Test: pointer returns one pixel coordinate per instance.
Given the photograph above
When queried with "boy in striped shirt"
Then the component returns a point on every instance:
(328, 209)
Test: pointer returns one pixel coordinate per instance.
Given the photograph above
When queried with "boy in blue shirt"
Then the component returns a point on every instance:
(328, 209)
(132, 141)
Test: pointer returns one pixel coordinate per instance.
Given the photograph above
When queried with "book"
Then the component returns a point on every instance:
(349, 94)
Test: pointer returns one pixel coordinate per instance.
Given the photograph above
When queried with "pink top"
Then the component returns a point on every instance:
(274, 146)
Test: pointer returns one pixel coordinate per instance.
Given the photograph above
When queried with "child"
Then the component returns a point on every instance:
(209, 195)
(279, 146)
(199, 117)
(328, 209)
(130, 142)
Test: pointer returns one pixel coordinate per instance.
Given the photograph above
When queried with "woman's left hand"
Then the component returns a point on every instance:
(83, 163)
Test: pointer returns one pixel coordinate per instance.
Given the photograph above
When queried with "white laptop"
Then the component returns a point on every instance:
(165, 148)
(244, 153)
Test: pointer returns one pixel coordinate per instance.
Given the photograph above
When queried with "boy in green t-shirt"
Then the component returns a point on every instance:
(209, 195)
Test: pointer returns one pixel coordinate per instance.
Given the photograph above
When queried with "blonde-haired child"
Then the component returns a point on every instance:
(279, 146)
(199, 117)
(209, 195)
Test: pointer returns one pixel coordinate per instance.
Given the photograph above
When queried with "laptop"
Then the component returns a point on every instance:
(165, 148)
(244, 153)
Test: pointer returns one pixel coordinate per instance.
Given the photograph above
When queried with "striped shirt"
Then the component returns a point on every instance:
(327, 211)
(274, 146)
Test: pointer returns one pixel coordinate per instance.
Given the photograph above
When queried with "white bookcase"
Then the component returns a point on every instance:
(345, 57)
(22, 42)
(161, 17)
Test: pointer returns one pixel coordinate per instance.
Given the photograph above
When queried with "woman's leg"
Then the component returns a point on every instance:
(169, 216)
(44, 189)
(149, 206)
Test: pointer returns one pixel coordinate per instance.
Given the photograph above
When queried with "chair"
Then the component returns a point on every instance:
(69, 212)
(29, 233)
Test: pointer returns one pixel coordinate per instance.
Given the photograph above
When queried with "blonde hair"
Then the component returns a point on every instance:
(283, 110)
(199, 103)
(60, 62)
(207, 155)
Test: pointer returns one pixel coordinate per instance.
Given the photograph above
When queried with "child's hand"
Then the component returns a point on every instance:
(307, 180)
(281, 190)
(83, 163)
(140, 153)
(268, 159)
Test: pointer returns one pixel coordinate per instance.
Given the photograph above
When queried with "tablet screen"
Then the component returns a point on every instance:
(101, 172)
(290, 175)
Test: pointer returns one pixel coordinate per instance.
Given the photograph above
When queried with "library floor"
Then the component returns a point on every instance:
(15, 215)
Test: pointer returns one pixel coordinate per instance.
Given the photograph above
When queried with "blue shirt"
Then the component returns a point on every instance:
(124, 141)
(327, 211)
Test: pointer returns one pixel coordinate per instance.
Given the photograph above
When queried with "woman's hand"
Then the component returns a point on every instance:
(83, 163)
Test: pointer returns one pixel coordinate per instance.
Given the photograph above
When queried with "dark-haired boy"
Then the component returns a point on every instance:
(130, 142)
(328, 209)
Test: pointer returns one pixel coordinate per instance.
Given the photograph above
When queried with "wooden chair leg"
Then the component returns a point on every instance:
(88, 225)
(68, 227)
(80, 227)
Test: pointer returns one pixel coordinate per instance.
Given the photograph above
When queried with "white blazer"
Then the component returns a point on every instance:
....
**EXERCISE AIM:**
Filter the lines above so that only those with the string "blue" remain, then copy them.

**ANSWER FOR THE TASK:**
When queried with "boy in blue shirt"
When queried with "blue shirt"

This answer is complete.